Your task:
Extract the full listing below without altering a single character.

Listed records:
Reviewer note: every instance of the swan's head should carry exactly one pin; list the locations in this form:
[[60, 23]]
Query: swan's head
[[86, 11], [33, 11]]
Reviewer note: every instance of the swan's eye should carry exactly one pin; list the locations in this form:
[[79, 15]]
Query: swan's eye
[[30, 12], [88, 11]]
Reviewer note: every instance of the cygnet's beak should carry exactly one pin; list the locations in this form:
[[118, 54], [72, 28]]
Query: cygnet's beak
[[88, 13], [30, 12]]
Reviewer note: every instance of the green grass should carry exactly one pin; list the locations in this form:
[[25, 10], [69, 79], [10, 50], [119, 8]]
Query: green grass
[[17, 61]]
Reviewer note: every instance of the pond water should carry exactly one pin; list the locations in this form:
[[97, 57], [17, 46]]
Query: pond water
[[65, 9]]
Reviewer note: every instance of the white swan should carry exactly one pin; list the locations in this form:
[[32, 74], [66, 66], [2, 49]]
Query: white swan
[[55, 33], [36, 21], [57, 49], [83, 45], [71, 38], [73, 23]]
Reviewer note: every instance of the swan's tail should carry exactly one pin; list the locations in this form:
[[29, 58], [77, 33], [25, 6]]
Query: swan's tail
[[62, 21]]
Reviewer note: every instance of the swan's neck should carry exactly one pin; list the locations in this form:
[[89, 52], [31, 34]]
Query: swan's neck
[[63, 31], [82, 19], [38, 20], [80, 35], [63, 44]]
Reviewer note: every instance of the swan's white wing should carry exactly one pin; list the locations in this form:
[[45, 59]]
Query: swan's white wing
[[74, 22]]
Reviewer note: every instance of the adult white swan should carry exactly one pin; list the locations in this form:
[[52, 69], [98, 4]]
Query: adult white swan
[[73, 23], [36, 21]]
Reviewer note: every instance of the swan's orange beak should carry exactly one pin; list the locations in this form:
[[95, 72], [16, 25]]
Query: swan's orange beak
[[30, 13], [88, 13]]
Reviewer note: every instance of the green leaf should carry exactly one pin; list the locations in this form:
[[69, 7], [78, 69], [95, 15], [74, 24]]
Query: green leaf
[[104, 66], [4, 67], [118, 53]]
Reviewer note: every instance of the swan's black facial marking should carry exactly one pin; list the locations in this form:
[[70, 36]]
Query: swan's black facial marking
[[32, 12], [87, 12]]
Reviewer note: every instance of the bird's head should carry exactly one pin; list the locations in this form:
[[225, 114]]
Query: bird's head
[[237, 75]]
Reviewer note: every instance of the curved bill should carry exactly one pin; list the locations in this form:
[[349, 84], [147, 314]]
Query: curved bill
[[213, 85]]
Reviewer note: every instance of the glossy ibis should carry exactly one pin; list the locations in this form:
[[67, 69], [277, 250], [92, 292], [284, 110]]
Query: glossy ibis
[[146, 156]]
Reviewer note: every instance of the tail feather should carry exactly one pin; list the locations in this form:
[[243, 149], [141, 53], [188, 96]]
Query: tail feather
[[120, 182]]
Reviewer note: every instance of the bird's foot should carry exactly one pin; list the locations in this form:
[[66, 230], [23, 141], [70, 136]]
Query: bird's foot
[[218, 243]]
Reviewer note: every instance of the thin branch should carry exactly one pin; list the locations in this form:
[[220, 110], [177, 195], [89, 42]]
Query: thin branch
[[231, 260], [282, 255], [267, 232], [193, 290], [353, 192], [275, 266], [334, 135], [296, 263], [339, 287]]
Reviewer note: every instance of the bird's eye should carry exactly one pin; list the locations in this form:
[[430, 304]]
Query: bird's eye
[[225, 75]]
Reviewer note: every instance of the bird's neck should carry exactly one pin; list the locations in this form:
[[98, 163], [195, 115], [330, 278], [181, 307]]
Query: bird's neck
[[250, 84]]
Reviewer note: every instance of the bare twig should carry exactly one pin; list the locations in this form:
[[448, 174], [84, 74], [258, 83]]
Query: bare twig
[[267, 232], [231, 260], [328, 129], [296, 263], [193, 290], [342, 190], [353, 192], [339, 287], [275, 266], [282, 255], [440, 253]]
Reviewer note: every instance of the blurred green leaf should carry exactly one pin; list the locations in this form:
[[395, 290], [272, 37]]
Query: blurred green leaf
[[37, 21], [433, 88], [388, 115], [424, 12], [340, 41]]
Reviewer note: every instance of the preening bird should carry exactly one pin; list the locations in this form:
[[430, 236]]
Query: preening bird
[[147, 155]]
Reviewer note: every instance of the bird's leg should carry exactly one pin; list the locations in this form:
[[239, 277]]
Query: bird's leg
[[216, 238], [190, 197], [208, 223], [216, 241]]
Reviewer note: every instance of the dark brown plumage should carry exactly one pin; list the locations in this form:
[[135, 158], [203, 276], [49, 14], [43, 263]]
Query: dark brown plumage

Problem solution:
Reviewer note: every instance of the swan's head should carry exactly one pin; list the locations in this form:
[[60, 23]]
Query: swan's head
[[86, 11], [33, 11]]
Reviewer note: every instance of the swan's eye should carry exactly one pin; list the locations in this form:
[[79, 15]]
Query: swan's eye
[[30, 12], [88, 11]]
Reviewer note: every instance of the cygnet's beak should carry exactly one pin; list the locations in this form:
[[118, 54], [72, 28]]
Query: cygnet's beak
[[88, 13], [30, 12]]
Reviewer note: every instance of the green grass should carry exactly one pin; list the locations in this form:
[[25, 10], [69, 79], [10, 50], [119, 8]]
Query: green grass
[[17, 61]]
Reviewer note: every instance of the pond water should carry exactly one pin; list the locations in this form:
[[97, 57], [17, 46]]
Query: pond water
[[65, 9]]
Reviewer note: every instance of the white swan should carry exactly one pin; list the locations in this form:
[[32, 74], [66, 66], [2, 49]]
Query: white swan
[[55, 33], [36, 21], [57, 49], [83, 45], [71, 38], [73, 23]]
Reviewer note: every instance of the swan's tail should carry exactly one pin; list the locations in this form:
[[29, 58], [77, 33], [25, 6]]
Query: swan's tail
[[62, 21]]
Reviewer note: every instance of the swan's neck should carry exactly one pin; list the locations in this form:
[[89, 52], [31, 34]]
Query: swan's neck
[[63, 31], [82, 19], [38, 20], [80, 35], [63, 44]]
Reviewer note: every instance of the swan's white wing should carry exactly one pin; list the locations in this form:
[[45, 59]]
Query: swan's white wing
[[74, 22]]
Reviewer note: every instance of the adult white swan should carry exactly one pin; list the locations in this form:
[[52, 69], [98, 4]]
Query: adult white swan
[[73, 23], [36, 21]]
Reviewer note: every instance of the swan's orange beak should carry exactly one pin; list the locations in this form:
[[95, 72], [16, 25]]
Query: swan's orange beak
[[30, 13], [88, 13]]
Reviewer note: every instance of the green leaf should carry exactly one pin; list the locations in this form:
[[69, 7], [78, 69], [95, 15], [74, 24]]
Query: green leaf
[[104, 66], [4, 67], [118, 53]]
Reviewer note: every instance of the swan's black facial marking should carry exactly one pin; list the locations in this form:
[[70, 36]]
Query: swan's black facial marking
[[32, 12], [87, 12]]
Reviewer note: every instance of the bird's head should carry exactly one pin; list the locations in this form:
[[225, 114]]
Query: bird's head
[[237, 75]]
Reviewer note: every instance of the curved bill should carry exactly one pin; list the locations in this form:
[[349, 84], [147, 314]]
Query: curved bill
[[213, 85]]
Reviewer note: every instance of the glossy ibis should carry exactly one pin; list the locations in this form:
[[67, 69], [277, 250], [92, 292], [284, 110]]
Query: glossy ibis
[[146, 156]]
Reviewer note: every instance of the tail feather should carry exactly one pin; list the locations in this form:
[[243, 149], [141, 53], [188, 96]]
Query: tail feather
[[120, 182]]
Reviewer note: every instance of the bird's foot should carry exactly one pin; list the locations in this form:
[[66, 230], [23, 141], [70, 136]]
Query: bird's foot
[[218, 243]]
Reviewer note: every instance of the thin branch should carry exactly one pin; list the locations in this form:
[[220, 110], [177, 195], [89, 42]]
Query: thin branch
[[231, 260], [282, 255], [267, 232], [193, 290], [353, 192], [275, 266], [334, 135], [296, 263], [339, 287]]
Reviewer note: every instance of the bird's eye should carry exactly one pin; list the locations in this form:
[[430, 304]]
Query: bird's eye
[[225, 75]]
Reviewer note: every instance of the bird's neck should carry exactly one pin; list the locations in this form:
[[98, 163], [195, 115], [330, 278], [181, 307]]
Query: bird's neck
[[250, 84]]
Reviewer note: every instance of the bare twig should carry exactly one pin; list the locations in this form:
[[448, 174], [84, 74], [258, 83]]
Query: bare twig
[[267, 232], [231, 260], [328, 129], [296, 263], [193, 290], [342, 190], [353, 192], [339, 287], [275, 266], [282, 255], [440, 253]]
Reviewer note: every instance of the blurred green leaf should carry exactly one pin; list the locations in this form:
[[395, 290], [272, 37]]
Query: blurred green leaf
[[37, 21], [433, 88], [388, 115], [424, 12], [340, 41]]
Reviewer note: every instance of the preening bird should carry exactly one pin; list the locations in this form:
[[430, 236]]
Query: preening bird
[[147, 155]]
Reviewer note: every instance of the bird's leg should carry exactly one pin; list the locations in this form:
[[239, 277]]
Query: bird's leg
[[216, 238], [190, 197], [208, 223], [216, 241]]
Reviewer note: every instance of the dark brown plumage should carry exactly one pin; list the locations in this form:
[[135, 158], [203, 276], [49, 14], [43, 263]]
Query: dark brown plumage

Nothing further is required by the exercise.